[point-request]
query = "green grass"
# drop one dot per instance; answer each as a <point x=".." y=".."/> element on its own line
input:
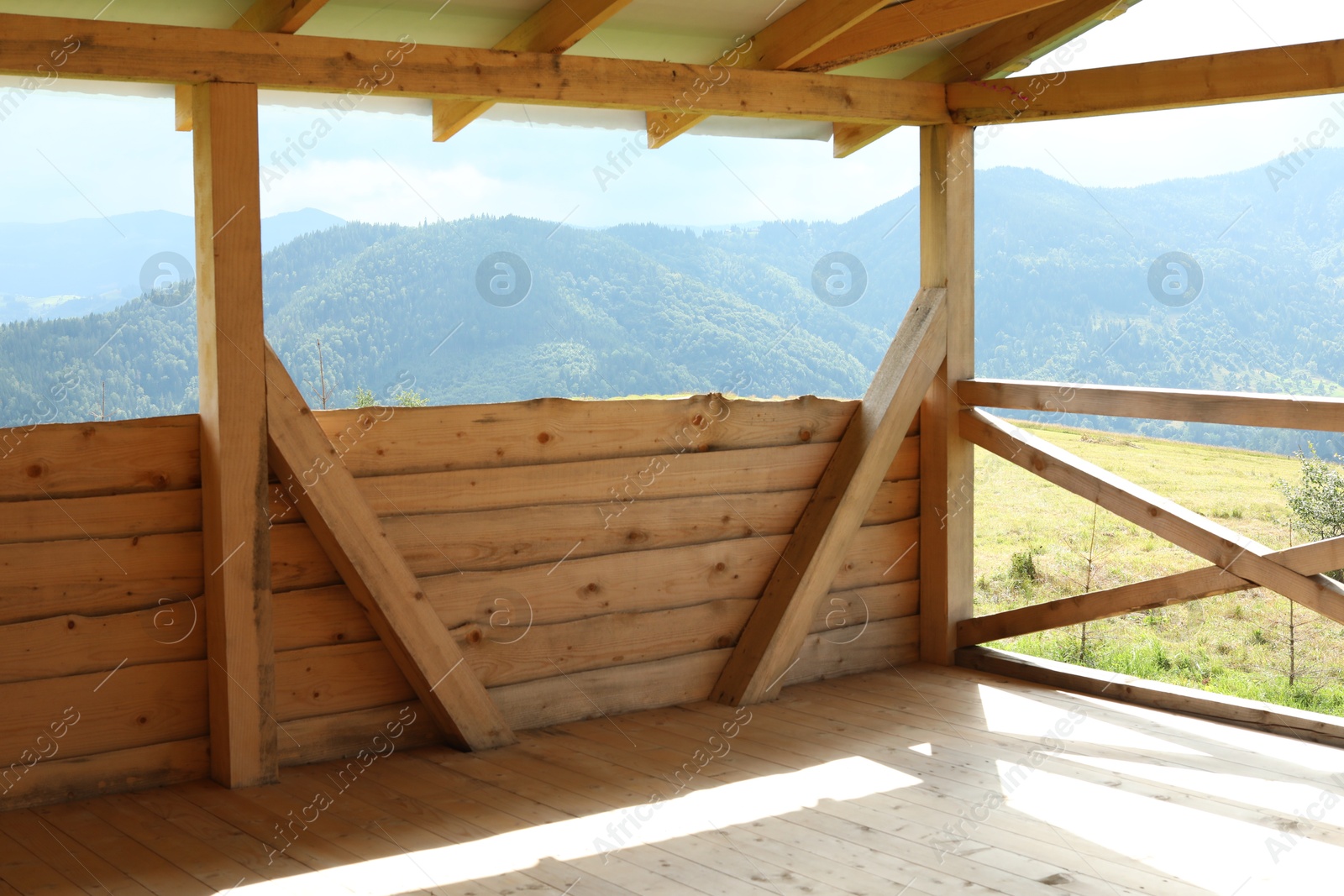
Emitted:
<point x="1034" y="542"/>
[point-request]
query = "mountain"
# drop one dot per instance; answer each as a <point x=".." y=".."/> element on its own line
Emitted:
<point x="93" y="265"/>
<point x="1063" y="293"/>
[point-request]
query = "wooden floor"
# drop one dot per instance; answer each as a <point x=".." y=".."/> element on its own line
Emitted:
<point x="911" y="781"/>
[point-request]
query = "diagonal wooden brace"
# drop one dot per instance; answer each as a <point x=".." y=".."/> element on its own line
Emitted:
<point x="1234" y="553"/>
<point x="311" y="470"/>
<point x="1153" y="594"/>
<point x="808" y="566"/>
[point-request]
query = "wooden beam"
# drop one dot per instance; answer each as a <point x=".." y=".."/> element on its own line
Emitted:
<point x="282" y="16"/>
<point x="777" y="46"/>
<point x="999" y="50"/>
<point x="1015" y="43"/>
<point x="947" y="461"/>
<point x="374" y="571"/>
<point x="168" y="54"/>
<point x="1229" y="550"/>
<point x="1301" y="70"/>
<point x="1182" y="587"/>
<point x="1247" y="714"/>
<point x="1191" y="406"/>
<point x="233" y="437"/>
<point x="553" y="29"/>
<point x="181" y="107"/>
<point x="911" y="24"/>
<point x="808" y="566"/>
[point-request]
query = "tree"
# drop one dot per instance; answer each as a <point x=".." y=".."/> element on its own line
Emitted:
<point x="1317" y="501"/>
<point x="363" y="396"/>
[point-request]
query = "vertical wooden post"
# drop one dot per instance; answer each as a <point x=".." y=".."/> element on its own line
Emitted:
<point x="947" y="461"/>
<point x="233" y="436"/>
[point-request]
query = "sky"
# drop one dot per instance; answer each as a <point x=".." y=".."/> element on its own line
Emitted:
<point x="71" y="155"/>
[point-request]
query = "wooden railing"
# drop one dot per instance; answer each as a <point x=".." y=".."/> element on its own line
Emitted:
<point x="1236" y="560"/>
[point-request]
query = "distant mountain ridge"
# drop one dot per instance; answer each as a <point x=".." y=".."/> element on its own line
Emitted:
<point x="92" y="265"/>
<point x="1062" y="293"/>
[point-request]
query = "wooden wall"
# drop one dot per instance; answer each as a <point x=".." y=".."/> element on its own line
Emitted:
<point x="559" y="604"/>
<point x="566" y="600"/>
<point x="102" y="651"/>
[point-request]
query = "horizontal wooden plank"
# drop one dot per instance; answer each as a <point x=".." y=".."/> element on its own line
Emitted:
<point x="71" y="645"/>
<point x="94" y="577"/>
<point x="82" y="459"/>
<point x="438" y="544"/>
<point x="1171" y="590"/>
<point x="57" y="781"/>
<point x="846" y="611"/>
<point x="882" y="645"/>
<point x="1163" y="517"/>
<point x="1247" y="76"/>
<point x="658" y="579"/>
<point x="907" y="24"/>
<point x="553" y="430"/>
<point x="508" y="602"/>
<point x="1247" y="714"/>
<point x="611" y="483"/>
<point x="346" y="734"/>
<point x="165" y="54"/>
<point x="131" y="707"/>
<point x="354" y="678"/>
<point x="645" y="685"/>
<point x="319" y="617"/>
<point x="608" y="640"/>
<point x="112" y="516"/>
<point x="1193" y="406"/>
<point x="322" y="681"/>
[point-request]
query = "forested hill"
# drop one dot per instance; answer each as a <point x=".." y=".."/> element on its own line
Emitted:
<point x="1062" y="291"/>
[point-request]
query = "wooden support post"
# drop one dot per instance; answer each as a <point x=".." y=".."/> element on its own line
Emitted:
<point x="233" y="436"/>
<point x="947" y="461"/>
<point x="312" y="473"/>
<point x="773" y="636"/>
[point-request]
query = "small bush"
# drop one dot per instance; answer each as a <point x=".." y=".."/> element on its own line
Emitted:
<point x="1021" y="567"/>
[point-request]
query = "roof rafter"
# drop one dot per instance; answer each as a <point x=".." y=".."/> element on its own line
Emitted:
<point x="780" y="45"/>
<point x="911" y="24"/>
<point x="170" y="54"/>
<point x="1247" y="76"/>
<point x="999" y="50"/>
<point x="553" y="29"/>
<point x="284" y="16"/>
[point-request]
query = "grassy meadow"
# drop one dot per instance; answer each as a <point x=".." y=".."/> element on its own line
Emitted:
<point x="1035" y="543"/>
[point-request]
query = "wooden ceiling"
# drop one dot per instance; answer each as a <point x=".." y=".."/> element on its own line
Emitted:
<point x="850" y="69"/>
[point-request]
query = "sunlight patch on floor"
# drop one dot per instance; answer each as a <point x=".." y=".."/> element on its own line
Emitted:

------------------------------

### What is being asked
Every line of the listing should be repeated exactly; no picture should appear.

### Written reply
[point-request]
query = "green grass"
# drop one dot per instance; answer each as a <point x=".." y=".."/> element on its own line
input:
Emitted:
<point x="1034" y="542"/>
[point-request]
query = "mountain"
# drop one dot per instance; answer each as a <point x=".." y=".."/> element on its own line
Emitted:
<point x="93" y="265"/>
<point x="1063" y="293"/>
[point-request]
query = "wooden floor"
# drop one dot per instance; answer each as a <point x=".." y=".."/> element on its own line
Emitted:
<point x="911" y="781"/>
[point-request]
query = "diagonal wooden brace"
# drop one dot per instance; answer each as a <point x=".." y=".."/> element on its own line
Emitted:
<point x="1234" y="553"/>
<point x="311" y="470"/>
<point x="1153" y="594"/>
<point x="808" y="566"/>
[point-request]
query = "wooden beam"
# drop one dot per instance; answer each as a <point x=".." y=".."/> element on its own line
Emitted:
<point x="282" y="16"/>
<point x="777" y="46"/>
<point x="999" y="50"/>
<point x="1015" y="43"/>
<point x="947" y="461"/>
<point x="374" y="571"/>
<point x="168" y="54"/>
<point x="1229" y="550"/>
<point x="1301" y="70"/>
<point x="1182" y="587"/>
<point x="1247" y="714"/>
<point x="1191" y="406"/>
<point x="233" y="437"/>
<point x="553" y="29"/>
<point x="181" y="107"/>
<point x="911" y="24"/>
<point x="808" y="566"/>
[point-request]
query = "tree"
# drop one dot per instance; answer each as a <point x=".." y=".."/> element on its own line
Emitted:
<point x="1317" y="501"/>
<point x="363" y="396"/>
[point-request]
query = "vertical wooden post"
# drop one dot per instance; answer each as a <point x=".." y=".."/> element on its own line
Emitted:
<point x="947" y="461"/>
<point x="233" y="436"/>
[point-request]
query = "sky"
# drop one dot per instance; answer each as a <point x=".." y=".."/> element on its own line
Emitted:
<point x="71" y="155"/>
[point-request]
query = "wooden railing"
# drop one dot per instance; answer each as a <point x=".." y=".."/> element on its own line
Emitted:
<point x="1236" y="560"/>
[point-request]
query = "distant mountain ridge"
# drop one dot per instance; answer each as a <point x=".." y=".."/> element on its own line
Emitted:
<point x="92" y="265"/>
<point x="1062" y="293"/>
[point-request]
query = "wooden wall"
# drop one dot per instance; answer each as a <point x=".." y=".."/> element on its own line
Emitted:
<point x="559" y="604"/>
<point x="566" y="600"/>
<point x="102" y="651"/>
[point-request]
query = "horizontal wooden plank"
# drop one dot per instance; answer each as a <point x=".." y=".."/> element on its own line
Emitted:
<point x="71" y="645"/>
<point x="94" y="577"/>
<point x="82" y="459"/>
<point x="438" y="544"/>
<point x="1171" y="590"/>
<point x="57" y="781"/>
<point x="846" y="611"/>
<point x="882" y="645"/>
<point x="1163" y="517"/>
<point x="1247" y="76"/>
<point x="658" y="579"/>
<point x="907" y="24"/>
<point x="553" y="430"/>
<point x="508" y="602"/>
<point x="1247" y="714"/>
<point x="611" y="483"/>
<point x="346" y="734"/>
<point x="165" y="54"/>
<point x="131" y="707"/>
<point x="354" y="678"/>
<point x="645" y="685"/>
<point x="319" y="617"/>
<point x="608" y="640"/>
<point x="112" y="516"/>
<point x="1193" y="406"/>
<point x="322" y="681"/>
[point-request]
query = "forested hill"
# drop one dot per instance; answer each as a <point x=".." y=".."/> element on its own line
Emitted:
<point x="1062" y="291"/>
[point-request]
query = "wooden support post"
# drop one dot per instance; answer each as a <point x=".." y=".."/> element on its own line
Emitted:
<point x="233" y="436"/>
<point x="947" y="461"/>
<point x="312" y="473"/>
<point x="773" y="636"/>
[point-request]
query = "small bush"
# drop one dot per instance; answer each as a <point x=".." y=".."/> element on its own line
Emitted:
<point x="1021" y="567"/>
[point-request]
query = "roof rafter"
# drop one dot per instance; answer each as a <point x=".." y=".."/> element on its own line
Emitted:
<point x="780" y="45"/>
<point x="911" y="24"/>
<point x="170" y="54"/>
<point x="1247" y="76"/>
<point x="999" y="50"/>
<point x="553" y="29"/>
<point x="284" y="16"/>
[point-request]
query = "grassy meadow"
# drop one dot per instance; answer each as a <point x=".." y=".."/> element on its own line
Emitted:
<point x="1035" y="543"/>
[point-request]
query = "wooden ceiling"
# drop one dot per instance; answer each as a <point x=".." y=".."/> element on its own line
Emitted:
<point x="850" y="69"/>
[point-request]
query = "sunlight patch on floor"
# drop one dot per instance; answer each as a <point x=".." y=".."/> element on its own line
Emitted:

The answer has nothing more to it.